**TASKS FOR THIS EXERCISE**.
**A.** From the article on manatee deaths in Florida below, list the leading causes of those deaths that it names in a single sentence.
**B.** Based on the article on manatee deaths in Florida below, decide whether each statement agrees with it. Answer yes or no, and quote the words that decide it.
(i) Florida requires boat operators to hold licenses.
(ii) The manatee hospital in Tampa has three intensive care tanks.
(iii) Manatees cruise at about ten miles an hour.
**C.** Use the article on manatee deaths in Florida below to answer these questions.
(i) How many manatees were found dead in Florida waters from January 1 to mid-April?
(ii) How many manatee hospitals does Florida have?
(iii) In May 2017, what status were manatees downgraded to?

**TEXT**.
In Florida, A Worrying Uptick In Manatee Deaths
Baby manatee Lativa was so sick that her caregivers had to put a flotation device on her to allow her to come to the surface to breathe.
Others have not been so lucky: the gentle marine mammals are dying at an unprecedented rate in Florida, and there are not enough animal hospital "beds" to handle the crisis.
When two-year-old Lativa was rescued earlier this month, she was suffering from severe exposure to brevetoxins, potent neurotoxins produced by red tides or algae blooms that have contaminated some bodies of water in the US state.
"She was found beached and they never beach themselves... she was completely unresponsive," recounts Molly Lippincott, animal care manager for ZooTampa at Lowry Park.
Lippincott shows a video of Lativa, her head resting on a pool noodle.
Today, the manatee is breathing on her own, but is still being closely monitored in an intensive care tank next to Bellisima, who was found malnourished and seriously injured after being hit by a boat.
The red tides caused by human use of fertilizers, the loss of food sources in their natural habitat and the shocks caused by collisions with boats are among the leading causes of manatee deaths in Florida.
And this year, the death toll is skyrocketing.
From January 1 to mid-April, 674 manatees have been found dead in Florida waters, according to the Florida Fish and Wildlife Conservation Commission.
That is nearly triple the number of manatee deaths recorded in the same period in each of the previous five years.
"We're just having a lot more issues environmentally, because there's such a large number of people that live here now," said Lippincott.
When the conditions of Lativa and Bellisima improve, they will be moved to recovery pools, where about 20 manatees are fed lettuce and cared for until they can return to their natural surroundings.
There are five manatee hospitals in the Sunshine State. The one in Tampa is one of the biggest and has three intensive care tanks. The tank bottoms can be raised to care for the animals.
But the shocking mortality rate this year has stretched these facilities to their limit.
Veterinarians are "trying to just figure out how to shuffle manatees so that you can free up the critical care facilities," says Cynthia Stringfield, the senior vice president of animal health, conservation and education at ZooTampa.
"But right now, it's a juggling act to try to have space for everybody."
Manatees, distant cousins of elephants, are playful warm-water giants who graze on seagrasses and live in shallow waters because they need to surface frequently to breathe.
Normally, an increase in the number of manatee deaths can be attributed to collisions with boats and jet skis that speed through the manatees' habitat.
"When a manatee is coming up for a breath, that's when they're usually vulnerable and get hit by a boat," Lippincott explains.
In zoo recovery pools, many of the animals have scars -- a jagged line when the manatee hit a boat keel, or parallel stripes when it was hit by an outboard motor.
"They really move very slowly. They cruise at about five miles an hour, so they don't have time to get away from boats. We need people to slow down when they're in shallow water," Lippincott says.
Florida does not require boat operators to have licenses. Users just need to complete a course that does not include a lot of information about local wildlife.
And tourists who rent boats often are unaware that manatees even exist, even though there are 7,000 of them in the state.
The high number of manatee deaths so far this year on Florida's eastern shores seems to be due in part to the disappearance of seagrass, which is not getting enough sunlight due to algae blooms flourishing from both fertilizer use and excess sewage.
Last month, the Florida Fish and Wildlife Conservation Commission classified the dire situation as an "unusual mortality event," a rare move that unblocks federal funds for an investigation.
Many of these manatees, sometimes called "sea cows," have been found suffering from malnutrition along Florida's central and southern Atlantic coastline.
Complicating the already fraught situation, a breach at a wastewater reservoir on the site of a former fertilizer plant on Florida's Gulf coast sent thousands of gallons of polluted water into Tampa Bay.
In May 2017, a few months after Donald Trump assumed the US presidency, federal authorities reclassified manatees, downgrading them from endangered to threatened -- thereby reducing the protections afforded to them.

**ENTRIES PROVIDED**.
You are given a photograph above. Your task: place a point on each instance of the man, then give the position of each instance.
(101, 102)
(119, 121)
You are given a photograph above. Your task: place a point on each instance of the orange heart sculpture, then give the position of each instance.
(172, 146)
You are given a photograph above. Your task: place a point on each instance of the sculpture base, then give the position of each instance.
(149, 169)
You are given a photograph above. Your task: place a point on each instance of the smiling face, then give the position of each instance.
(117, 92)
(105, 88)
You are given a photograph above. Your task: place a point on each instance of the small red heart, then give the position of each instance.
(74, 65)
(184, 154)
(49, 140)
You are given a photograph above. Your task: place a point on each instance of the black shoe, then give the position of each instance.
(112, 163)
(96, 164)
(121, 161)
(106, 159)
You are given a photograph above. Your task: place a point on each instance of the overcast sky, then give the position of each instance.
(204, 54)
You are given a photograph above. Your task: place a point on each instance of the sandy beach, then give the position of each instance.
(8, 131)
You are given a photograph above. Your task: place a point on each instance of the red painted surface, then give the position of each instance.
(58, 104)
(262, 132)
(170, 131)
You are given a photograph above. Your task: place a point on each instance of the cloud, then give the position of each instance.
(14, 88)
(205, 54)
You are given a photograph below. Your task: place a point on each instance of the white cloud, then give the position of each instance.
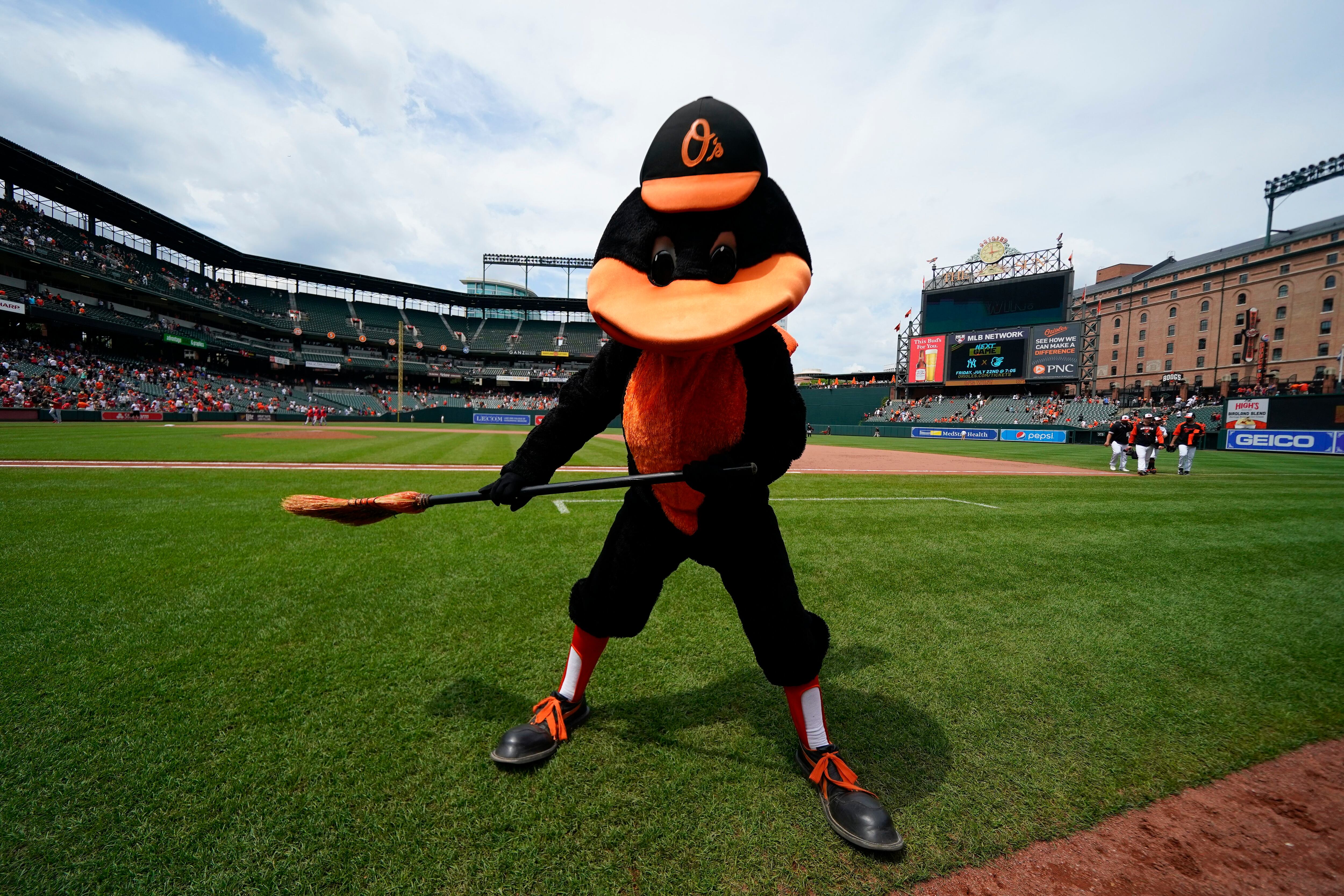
(406, 139)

**ANSWERS TO EACH TASK**.
**A.**
- Red tides caused by human use of fertilizers
- The loss of food sources in their natural habitat
- The shocks caused by collisions with boats

**B.**
(i) No: "Florida does not require boat operators to have licenses."
(ii) Yes: "The one in Tampa is one of the biggest and has three intensive care tanks."
(iii) No: "They cruise at about five miles an hour"

**C.**
(i) 674
(ii) Five
(iii) Threatened (from endangered)